● Directions: Reproduce the entries exactly, but keep the pictures out of the copy.

● The records:
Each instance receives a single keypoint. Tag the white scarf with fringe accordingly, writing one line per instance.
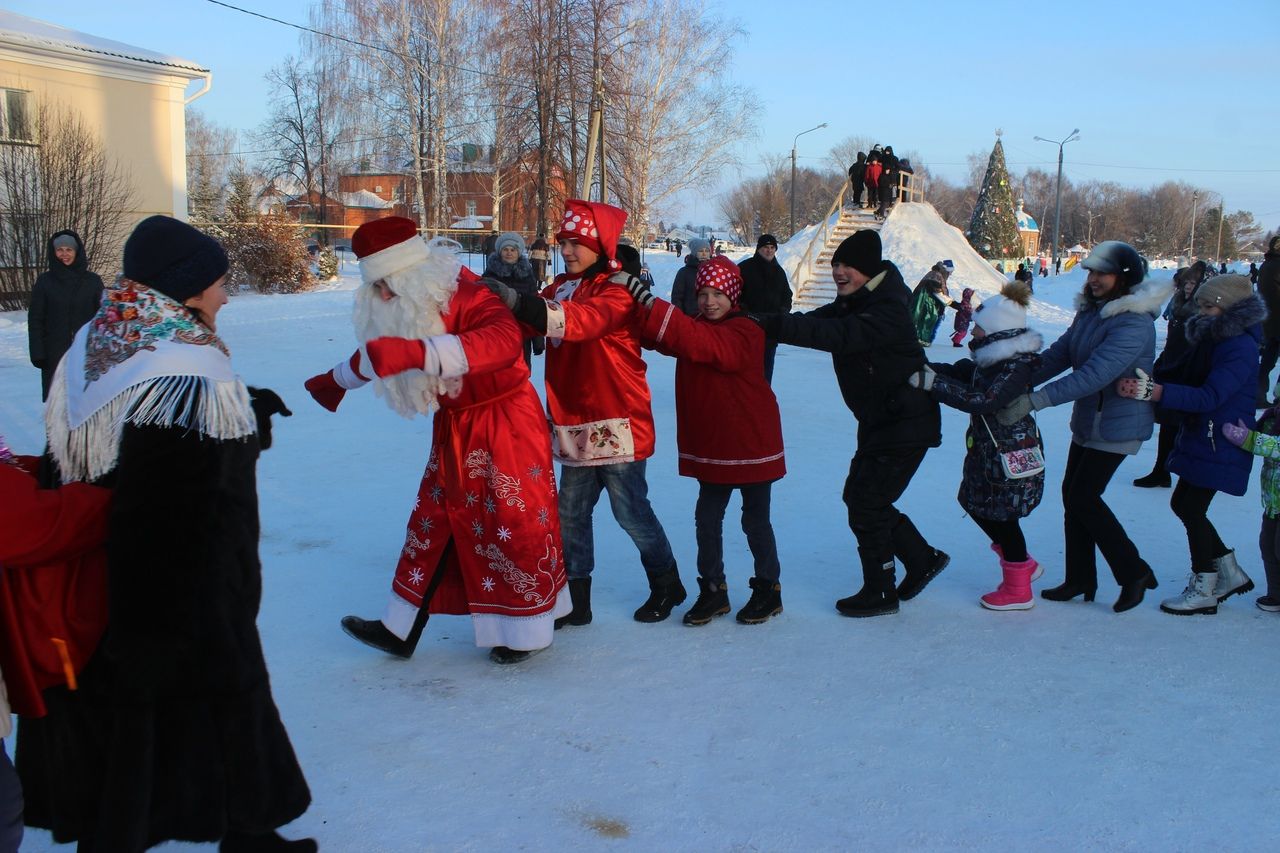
(141, 360)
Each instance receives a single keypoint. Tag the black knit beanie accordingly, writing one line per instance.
(173, 258)
(860, 250)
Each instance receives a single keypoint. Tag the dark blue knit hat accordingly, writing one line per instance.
(170, 256)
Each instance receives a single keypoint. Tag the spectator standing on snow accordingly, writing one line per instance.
(684, 288)
(1269, 288)
(1212, 387)
(766, 290)
(728, 433)
(873, 347)
(1179, 309)
(1005, 355)
(64, 299)
(1111, 336)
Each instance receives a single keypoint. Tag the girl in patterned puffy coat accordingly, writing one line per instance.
(1005, 355)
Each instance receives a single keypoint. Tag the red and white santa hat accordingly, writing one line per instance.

● Solution to this task:
Each instance receives a single keypoint. Tag the white scarf with fringe accordingly, writing one line per instance.
(141, 360)
Each instance receives a single keypoint. Tag the black knit beanie accordingly, writing one line per instance.
(173, 258)
(860, 250)
Each instance receives a single keypoint. Tag the dark blue knit hat accordingly, writing one line per instance.
(170, 256)
Each instance receives a single keypoint. Tag the spectator standing on snow accordingly, writing one line per instance.
(684, 288)
(1269, 288)
(1212, 387)
(766, 290)
(728, 433)
(873, 347)
(1179, 309)
(1005, 355)
(64, 299)
(1111, 336)
Each instance receives a single keypoint. Tag the girl in patterned puffy coat accordingly, writing one line per instance.
(1005, 355)
Each instance receives a single keypoint. Tag the red and white santa hat accordingly, writing one line per instance.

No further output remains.